▶ [Source passage]:
____
Obese teens more likely to become obese adults

By: Dr. Steve Salvatore, Co-Owner of The Academy

As the number of obese teenagers rises, so does their risk of becoming severely obese later on in life as adults.  That’s according to a new study published in this weeks JAMA, The Journal of the American Medical Association.  Obesity carries with it serious health risks – life threatening illnesses including cancer, heart disease, diabetes, high blood pressure, even arthritis.  Obese adolescents were significantly more likely to become severley obese by their early 30s than individuals who were normal or overweight as adolescents.

In this first of its kind study, more than 8000 teens who were normal weight and overweight, were tracked until they reached adulthood.  For the normal weight teens, about 1-2% became severely obese.  In those who were already obese, 75% of them continued to be severely obese as they became young adults.

The study demonstrates the need for early interventions like teaching young kids the need for a healthier lifestyle long before they become teenagers.  Small changes like going for a family walk and cutting out soda can make a big difference.

7 steps to a healthier heart

By: Dr. Steve Salvatore, Co-Owner of The Academy

Here’s seven steps that can improve your heart health and save your life.  Experts say that simple lifestyle changes can prevent you from having a heart attack.  These seven steps include:

  1. Giving up smoking
  2. Maintaining a normal body mass index (BMI)
  3. Getting regular exercise
  4. Eating a healthy diet
  5. Controlling your cholesterol
  6. Controlling your blood pressure
  7. Controlling your blood sugar

These are all things you probably already know, but are you doing them?  The reality is most Americans are falling short.  In this study by the American Heart Association, only 29% of the U.S. had four or more ideal healthy factors.  The difference can literally save your life.  Just by meeting five or more of the healthy factors, you can decrease your chances of dying by 55%.

She works ‘too’ hard for her money?
____
Region descriptions in natural language
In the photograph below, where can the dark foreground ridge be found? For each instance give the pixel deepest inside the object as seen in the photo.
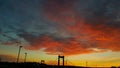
(36, 65)
(31, 65)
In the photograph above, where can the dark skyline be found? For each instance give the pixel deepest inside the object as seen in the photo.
(70, 27)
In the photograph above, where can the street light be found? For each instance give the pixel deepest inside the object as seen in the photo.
(19, 53)
(25, 57)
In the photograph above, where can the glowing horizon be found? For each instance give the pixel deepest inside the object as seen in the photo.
(81, 30)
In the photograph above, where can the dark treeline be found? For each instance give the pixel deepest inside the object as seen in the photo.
(34, 65)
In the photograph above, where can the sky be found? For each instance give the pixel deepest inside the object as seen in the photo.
(81, 30)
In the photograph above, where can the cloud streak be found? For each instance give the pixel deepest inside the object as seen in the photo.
(66, 26)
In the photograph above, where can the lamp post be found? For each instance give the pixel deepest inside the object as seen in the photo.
(25, 57)
(19, 53)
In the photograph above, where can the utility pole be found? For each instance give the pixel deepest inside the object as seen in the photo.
(19, 53)
(25, 57)
(86, 63)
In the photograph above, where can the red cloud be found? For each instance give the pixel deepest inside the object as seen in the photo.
(87, 34)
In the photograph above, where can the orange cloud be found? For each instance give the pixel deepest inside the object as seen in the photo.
(86, 34)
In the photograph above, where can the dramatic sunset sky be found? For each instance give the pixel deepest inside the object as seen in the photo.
(82, 30)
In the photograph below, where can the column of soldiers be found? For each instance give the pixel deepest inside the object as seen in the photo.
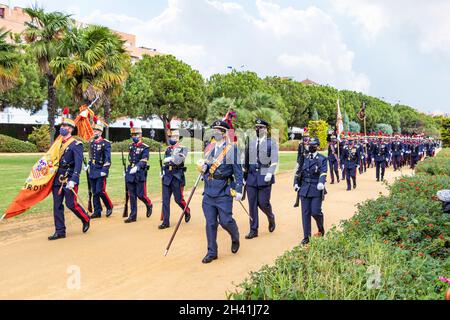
(226, 179)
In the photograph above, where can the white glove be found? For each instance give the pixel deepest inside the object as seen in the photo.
(71, 185)
(133, 170)
(268, 177)
(168, 159)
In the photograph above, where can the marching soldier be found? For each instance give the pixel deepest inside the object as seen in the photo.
(380, 154)
(333, 159)
(222, 173)
(99, 164)
(397, 153)
(136, 175)
(313, 175)
(65, 185)
(351, 159)
(263, 161)
(173, 177)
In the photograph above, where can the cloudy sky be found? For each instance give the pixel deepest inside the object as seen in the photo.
(395, 50)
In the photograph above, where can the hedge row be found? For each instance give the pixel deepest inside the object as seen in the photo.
(395, 247)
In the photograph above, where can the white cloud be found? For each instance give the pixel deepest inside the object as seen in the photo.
(211, 35)
(427, 21)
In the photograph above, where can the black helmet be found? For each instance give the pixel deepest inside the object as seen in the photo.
(314, 142)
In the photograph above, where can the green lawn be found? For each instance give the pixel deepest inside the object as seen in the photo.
(15, 169)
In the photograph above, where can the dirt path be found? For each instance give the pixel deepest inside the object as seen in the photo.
(119, 261)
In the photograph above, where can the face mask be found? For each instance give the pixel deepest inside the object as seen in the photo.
(63, 132)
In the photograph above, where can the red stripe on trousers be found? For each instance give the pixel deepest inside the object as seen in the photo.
(104, 192)
(77, 207)
(145, 194)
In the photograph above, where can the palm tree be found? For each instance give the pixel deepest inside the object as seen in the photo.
(43, 33)
(94, 63)
(9, 59)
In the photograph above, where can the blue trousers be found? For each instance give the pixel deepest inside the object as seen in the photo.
(217, 211)
(334, 169)
(71, 203)
(176, 189)
(380, 169)
(259, 197)
(137, 190)
(311, 207)
(98, 187)
(350, 173)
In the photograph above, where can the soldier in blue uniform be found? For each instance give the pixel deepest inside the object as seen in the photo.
(136, 175)
(263, 161)
(380, 154)
(397, 153)
(312, 189)
(222, 173)
(333, 159)
(351, 158)
(98, 169)
(67, 179)
(173, 178)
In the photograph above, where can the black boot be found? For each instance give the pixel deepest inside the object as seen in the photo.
(130, 220)
(272, 225)
(109, 212)
(235, 246)
(56, 237)
(86, 226)
(252, 234)
(305, 242)
(208, 259)
(149, 210)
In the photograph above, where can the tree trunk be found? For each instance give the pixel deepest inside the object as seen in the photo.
(51, 105)
(107, 115)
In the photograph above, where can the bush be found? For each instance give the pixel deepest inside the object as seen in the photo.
(123, 145)
(384, 128)
(435, 166)
(12, 145)
(405, 234)
(40, 137)
(340, 267)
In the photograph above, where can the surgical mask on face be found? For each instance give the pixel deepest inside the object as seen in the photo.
(63, 132)
(218, 136)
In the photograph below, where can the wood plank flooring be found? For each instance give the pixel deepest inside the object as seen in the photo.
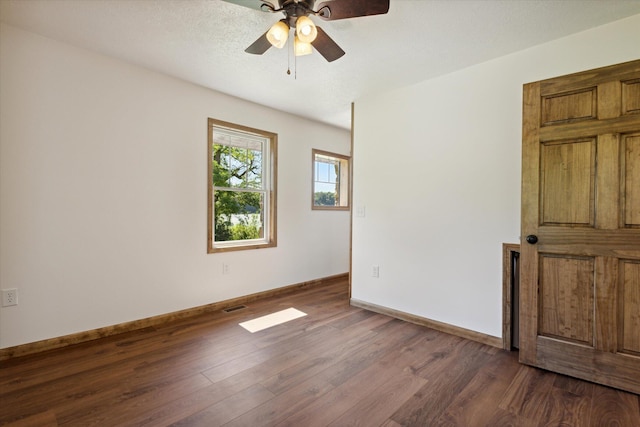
(337, 366)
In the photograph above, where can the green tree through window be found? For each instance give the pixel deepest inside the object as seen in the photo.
(241, 187)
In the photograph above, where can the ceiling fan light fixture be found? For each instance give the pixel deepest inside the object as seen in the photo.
(306, 29)
(278, 34)
(301, 48)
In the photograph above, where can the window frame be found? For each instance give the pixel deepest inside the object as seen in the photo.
(345, 189)
(270, 189)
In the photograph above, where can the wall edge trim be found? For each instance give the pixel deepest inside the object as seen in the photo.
(433, 324)
(107, 331)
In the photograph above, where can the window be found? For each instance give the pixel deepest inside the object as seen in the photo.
(330, 181)
(242, 175)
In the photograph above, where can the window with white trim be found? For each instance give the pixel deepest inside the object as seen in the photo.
(242, 187)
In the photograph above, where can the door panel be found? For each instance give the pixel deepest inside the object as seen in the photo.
(568, 188)
(580, 279)
(566, 298)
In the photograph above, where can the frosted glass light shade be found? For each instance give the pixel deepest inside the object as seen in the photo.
(301, 48)
(306, 29)
(278, 34)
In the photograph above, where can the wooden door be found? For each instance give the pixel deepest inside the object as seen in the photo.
(580, 249)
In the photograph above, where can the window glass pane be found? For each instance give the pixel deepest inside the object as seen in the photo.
(237, 167)
(238, 215)
(242, 187)
(330, 180)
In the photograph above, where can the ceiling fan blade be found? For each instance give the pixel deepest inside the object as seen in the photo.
(342, 9)
(254, 4)
(259, 46)
(326, 46)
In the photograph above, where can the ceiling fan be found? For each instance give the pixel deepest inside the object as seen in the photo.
(307, 34)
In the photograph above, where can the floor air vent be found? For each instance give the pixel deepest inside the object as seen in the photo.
(234, 308)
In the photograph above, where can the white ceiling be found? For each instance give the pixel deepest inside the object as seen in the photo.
(203, 41)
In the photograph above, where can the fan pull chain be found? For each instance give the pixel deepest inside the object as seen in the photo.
(288, 61)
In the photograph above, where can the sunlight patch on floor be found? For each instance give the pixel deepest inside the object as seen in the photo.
(272, 319)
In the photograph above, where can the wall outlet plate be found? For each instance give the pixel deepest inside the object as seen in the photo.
(9, 297)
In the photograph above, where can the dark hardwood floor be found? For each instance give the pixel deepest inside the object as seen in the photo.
(338, 366)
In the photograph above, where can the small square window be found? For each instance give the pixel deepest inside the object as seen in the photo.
(330, 181)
____
▶ [Aim of the task]:
Reproduce, word for word, the portion of the health article between "These are all" and "hard for her money?", inclusive.

▶ [Final answer]:
These are all things you probably already know, but are you doing them?  The reality is most Americans are falling short.  In this study by the American Heart Association, only 29% of the U.S. had four or more ideal healthy factors.  The difference can literally save your life.  Just by meeting five or more of the healthy factors, you can decrease your chances of dying by 55%.

She works ‘too’ hard for her money?